- [TASK DETAILS]: Transcribe the text on the Moorfields clinicians word for word, starting at "Mr Verity’s areas" and ending at "of ocular exposure.".

- [PAGE EXTRACT]:
>>>>>
Adnan Tufail is the clinical and research lead for AMD at Moorfields, and he’s achieved a lot in that role. He was a co-principal investigator in the seminal ABC Trial that focused on examining bevacizumab for the treatment of neovascular AMD, which had a profound effect on eyecare in the UK: it defined anti-VEGF treatment protocols for wet-AMD therapy within the NHS. He’s also an early pioneer of big data and machine learning in ophthalmology, with numerous publications to his name on that topic to date. He founded an ARVO AI special interest group that grew into an all-day course, and is involved in the validation of machine learning algorithms that are being introduced into the UK for diabetic screening.
David Verity is a full-time Consultant Ophthalmic Surgeon at Moorfields Eye Hospital in London, where specializes in the management of eyelid, lacrimal, socket and orbital disorders (ocular ‘adnexal’ disease).
His qualifications include an undergraduate medical training at Oxford, a research degree in immunogenetics in London, and ophthalmic and advanced subspecialty training in the Thames region, including Moorfields Eye Hospital.
Mr Verity’s areas of clinical expertise encompass a wide variety of oculoplastic diseases, including watery and uncomfortable eyes, all lid, lacrimal, orbital and socket disorders, thyroid eye disease, and eyelid and conjunctival reconstruction where there is a risk of ocular exposure.
<<<<<
- [DATA EXCERPTS]:
>>>>>
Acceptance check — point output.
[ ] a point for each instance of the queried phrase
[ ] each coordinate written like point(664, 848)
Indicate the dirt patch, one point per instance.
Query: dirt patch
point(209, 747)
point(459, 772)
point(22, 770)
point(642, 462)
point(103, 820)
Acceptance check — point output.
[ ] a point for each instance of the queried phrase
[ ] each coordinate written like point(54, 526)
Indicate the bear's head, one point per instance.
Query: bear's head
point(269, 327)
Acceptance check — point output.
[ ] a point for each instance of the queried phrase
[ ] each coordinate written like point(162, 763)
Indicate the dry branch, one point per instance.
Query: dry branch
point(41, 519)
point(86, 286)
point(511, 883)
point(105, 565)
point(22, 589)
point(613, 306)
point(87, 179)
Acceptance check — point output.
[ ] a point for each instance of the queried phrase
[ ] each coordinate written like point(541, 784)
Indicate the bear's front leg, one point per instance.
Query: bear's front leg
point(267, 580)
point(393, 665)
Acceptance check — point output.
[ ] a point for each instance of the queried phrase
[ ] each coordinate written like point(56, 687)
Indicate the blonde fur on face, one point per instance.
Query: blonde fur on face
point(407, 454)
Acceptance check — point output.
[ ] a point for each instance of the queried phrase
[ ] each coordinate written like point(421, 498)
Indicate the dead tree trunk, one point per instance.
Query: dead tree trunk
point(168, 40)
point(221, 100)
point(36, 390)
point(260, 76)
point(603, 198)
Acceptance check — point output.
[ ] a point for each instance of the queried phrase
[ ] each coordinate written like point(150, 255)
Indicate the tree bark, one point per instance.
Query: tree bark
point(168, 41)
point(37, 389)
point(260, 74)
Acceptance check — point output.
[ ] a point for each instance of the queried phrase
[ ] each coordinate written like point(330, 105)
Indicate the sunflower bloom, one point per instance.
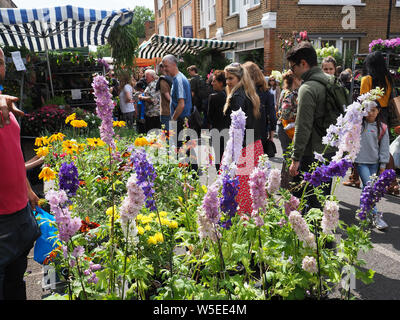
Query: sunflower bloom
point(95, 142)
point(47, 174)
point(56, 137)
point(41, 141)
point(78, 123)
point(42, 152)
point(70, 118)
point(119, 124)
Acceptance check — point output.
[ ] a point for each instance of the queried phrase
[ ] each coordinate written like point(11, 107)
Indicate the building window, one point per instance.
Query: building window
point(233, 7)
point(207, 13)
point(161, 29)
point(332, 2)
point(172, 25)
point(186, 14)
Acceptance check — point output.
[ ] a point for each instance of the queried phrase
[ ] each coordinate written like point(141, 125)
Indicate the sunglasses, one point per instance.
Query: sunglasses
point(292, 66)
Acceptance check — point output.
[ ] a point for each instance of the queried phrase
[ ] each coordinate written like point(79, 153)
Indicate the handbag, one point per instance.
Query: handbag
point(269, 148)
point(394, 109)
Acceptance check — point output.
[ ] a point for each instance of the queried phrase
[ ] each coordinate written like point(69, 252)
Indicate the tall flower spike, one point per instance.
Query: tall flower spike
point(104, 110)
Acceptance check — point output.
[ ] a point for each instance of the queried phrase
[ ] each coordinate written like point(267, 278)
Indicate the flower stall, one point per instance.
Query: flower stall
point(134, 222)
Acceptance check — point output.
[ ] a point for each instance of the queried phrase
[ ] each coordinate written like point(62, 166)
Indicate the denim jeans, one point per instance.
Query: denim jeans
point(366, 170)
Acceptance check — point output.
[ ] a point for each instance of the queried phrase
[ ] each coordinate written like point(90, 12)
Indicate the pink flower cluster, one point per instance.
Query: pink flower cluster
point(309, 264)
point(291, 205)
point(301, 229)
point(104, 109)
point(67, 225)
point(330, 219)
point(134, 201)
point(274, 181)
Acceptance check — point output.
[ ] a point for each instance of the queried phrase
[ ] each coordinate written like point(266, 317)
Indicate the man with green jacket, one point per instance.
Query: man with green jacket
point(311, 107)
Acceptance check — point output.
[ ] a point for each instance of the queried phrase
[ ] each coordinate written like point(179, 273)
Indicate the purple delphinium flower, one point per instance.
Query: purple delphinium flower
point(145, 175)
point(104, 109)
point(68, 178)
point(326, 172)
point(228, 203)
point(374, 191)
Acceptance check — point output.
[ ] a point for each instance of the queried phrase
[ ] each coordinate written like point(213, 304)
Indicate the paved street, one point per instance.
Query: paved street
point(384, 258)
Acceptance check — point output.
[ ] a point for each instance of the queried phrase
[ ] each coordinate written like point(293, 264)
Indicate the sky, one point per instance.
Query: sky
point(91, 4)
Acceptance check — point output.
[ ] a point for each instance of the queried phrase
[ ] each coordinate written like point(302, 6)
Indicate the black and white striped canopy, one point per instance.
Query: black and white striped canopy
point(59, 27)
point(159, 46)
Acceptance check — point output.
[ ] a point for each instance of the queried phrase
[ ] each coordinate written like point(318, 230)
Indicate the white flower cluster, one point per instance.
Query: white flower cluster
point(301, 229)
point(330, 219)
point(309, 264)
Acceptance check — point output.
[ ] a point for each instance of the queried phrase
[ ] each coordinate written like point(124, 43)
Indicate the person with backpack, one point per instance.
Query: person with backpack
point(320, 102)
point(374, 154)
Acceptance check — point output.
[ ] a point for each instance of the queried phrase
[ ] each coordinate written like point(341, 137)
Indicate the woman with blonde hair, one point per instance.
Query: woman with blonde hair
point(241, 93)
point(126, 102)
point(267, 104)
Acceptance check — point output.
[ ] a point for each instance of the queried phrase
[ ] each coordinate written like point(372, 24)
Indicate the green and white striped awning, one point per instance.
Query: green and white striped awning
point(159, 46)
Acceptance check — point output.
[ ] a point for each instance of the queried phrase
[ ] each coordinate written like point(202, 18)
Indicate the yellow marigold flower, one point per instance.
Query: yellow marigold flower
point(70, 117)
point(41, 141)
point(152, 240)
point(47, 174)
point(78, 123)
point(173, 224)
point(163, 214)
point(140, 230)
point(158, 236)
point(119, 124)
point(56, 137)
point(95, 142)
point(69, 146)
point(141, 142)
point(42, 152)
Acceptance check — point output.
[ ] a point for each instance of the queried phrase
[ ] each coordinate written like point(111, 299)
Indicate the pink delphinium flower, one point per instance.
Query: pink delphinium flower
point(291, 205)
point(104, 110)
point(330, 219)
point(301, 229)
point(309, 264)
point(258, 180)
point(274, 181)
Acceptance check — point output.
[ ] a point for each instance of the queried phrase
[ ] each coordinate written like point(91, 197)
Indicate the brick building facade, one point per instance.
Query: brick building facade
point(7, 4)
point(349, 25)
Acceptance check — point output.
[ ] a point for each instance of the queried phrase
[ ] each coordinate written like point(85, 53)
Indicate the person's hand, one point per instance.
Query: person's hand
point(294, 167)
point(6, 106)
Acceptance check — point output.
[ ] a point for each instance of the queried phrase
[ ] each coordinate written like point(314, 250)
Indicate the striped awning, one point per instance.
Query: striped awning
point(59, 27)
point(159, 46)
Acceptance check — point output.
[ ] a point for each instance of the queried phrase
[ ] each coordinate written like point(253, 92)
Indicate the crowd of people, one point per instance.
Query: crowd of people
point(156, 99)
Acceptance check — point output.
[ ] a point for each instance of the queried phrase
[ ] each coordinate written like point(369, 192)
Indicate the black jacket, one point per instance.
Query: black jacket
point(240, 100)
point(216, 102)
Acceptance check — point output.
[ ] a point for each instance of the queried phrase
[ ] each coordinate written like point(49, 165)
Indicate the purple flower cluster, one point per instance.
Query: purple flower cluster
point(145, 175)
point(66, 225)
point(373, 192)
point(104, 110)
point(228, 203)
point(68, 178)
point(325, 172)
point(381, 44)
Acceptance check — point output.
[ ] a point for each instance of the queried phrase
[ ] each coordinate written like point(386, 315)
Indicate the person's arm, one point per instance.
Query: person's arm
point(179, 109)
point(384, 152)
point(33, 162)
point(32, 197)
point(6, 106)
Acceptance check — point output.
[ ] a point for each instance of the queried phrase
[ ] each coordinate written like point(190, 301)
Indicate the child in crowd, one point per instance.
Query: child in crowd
<<<<<
- [TASK RESPONSE]:
Mr Verity’s areas of clinical expertise encompass a wide variety of oculoplastic diseases, including watery and uncomfortable eyes, all lid, lacrimal, orbital and socket disorders, thyroid eye disease, and eyelid and conjunctival reconstruction where there is a risk of ocular exposure.